| To do |
Update the records starting at the line that contains "Category: chain" and ending at the line that contains "pixel 660 531", replacing "frozen river" with "ice-covered river" and keeping everything else unchanged. Give only those lines.

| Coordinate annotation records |
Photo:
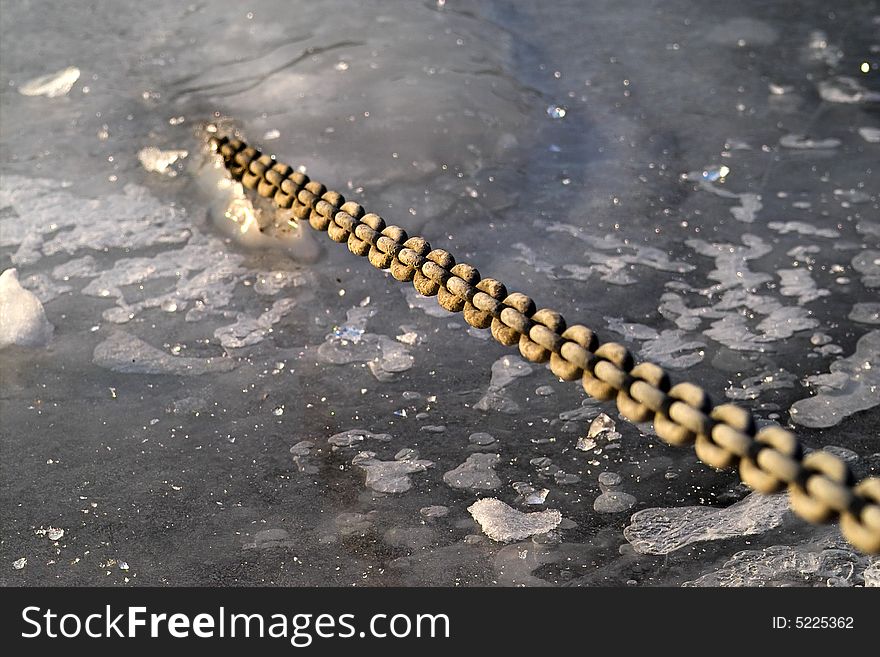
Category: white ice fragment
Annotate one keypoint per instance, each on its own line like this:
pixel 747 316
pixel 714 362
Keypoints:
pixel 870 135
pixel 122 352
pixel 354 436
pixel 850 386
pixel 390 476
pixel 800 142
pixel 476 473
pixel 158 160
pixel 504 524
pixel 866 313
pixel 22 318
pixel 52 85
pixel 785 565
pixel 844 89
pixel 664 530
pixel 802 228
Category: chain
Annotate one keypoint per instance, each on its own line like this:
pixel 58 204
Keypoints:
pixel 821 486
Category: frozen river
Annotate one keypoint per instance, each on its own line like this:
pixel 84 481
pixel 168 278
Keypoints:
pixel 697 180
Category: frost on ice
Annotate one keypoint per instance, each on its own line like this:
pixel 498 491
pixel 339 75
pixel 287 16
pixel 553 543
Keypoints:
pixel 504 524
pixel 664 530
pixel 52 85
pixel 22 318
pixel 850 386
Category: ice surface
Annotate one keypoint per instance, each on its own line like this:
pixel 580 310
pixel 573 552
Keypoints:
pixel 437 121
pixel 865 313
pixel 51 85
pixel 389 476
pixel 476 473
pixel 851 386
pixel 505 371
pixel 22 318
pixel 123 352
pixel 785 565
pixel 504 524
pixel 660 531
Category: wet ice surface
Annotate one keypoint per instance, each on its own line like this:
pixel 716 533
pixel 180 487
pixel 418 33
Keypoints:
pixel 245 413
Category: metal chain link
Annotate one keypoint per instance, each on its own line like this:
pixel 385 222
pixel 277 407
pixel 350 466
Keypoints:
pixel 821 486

* * *

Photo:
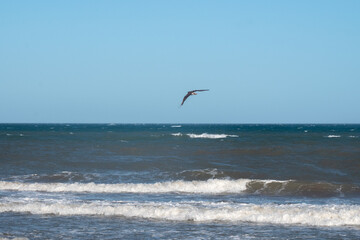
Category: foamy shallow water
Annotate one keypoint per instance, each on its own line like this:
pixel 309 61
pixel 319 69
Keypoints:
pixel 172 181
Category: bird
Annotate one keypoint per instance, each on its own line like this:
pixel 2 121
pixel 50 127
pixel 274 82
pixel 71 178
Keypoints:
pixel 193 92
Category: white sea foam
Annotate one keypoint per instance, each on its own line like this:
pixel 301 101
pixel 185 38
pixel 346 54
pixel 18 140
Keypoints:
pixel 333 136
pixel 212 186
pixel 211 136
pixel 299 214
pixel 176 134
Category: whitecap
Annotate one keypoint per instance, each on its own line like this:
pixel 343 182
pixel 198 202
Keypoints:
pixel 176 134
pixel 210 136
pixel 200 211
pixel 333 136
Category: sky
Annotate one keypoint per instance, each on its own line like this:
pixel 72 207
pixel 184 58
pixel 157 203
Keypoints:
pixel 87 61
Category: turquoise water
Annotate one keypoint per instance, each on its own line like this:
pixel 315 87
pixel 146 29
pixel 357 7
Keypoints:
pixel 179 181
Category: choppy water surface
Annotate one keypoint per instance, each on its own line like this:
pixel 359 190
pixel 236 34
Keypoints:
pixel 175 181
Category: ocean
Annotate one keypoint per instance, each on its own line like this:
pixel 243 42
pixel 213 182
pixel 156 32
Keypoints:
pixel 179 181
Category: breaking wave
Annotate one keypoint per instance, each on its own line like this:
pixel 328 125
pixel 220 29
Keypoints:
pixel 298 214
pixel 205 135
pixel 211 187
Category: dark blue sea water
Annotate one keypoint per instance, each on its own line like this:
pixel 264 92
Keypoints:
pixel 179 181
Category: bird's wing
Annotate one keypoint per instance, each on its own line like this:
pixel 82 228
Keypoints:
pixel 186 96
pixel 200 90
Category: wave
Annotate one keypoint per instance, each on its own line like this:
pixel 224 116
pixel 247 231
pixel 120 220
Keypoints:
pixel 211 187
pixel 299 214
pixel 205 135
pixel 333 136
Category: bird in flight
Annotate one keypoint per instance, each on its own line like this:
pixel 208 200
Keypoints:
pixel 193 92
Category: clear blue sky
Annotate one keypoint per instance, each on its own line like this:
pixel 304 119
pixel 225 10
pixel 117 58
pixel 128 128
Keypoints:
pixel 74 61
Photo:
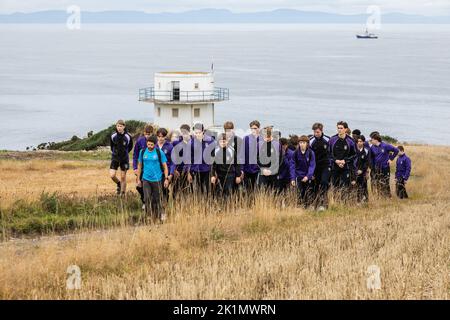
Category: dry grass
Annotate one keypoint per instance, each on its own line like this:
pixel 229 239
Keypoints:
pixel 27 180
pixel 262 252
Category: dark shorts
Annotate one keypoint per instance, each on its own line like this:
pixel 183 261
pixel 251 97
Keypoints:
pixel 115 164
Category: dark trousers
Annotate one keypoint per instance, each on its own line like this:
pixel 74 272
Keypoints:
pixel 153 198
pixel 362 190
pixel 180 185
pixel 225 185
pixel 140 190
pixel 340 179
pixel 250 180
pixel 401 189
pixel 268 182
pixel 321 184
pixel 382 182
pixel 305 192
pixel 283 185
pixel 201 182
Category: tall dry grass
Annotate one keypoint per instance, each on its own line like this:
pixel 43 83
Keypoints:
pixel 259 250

| Correct response |
Category: chain
Annotate one keypoint per instance, each on its own line like this:
pixel 58 204
Keypoints:
pixel 821 486
Category: ice-covered river
Annotate one keypoint per instance, each on its own line like this:
pixel 84 481
pixel 168 278
Keypoints:
pixel 697 180
Category: frost on ice
Annotate one keypoint per instance, each on its own line like this:
pixel 498 491
pixel 339 75
pixel 287 16
pixel 553 543
Keypoints:
pixel 504 524
pixel 664 530
pixel 52 85
pixel 22 318
pixel 850 386
Category: ice surface
Annotate one keypoint per instance, each on its own line like this:
pixel 580 310
pixel 573 552
Keypoints:
pixel 437 121
pixel 865 313
pixel 51 85
pixel 389 476
pixel 476 473
pixel 851 386
pixel 505 371
pixel 22 318
pixel 123 352
pixel 785 565
pixel 504 524
pixel 660 531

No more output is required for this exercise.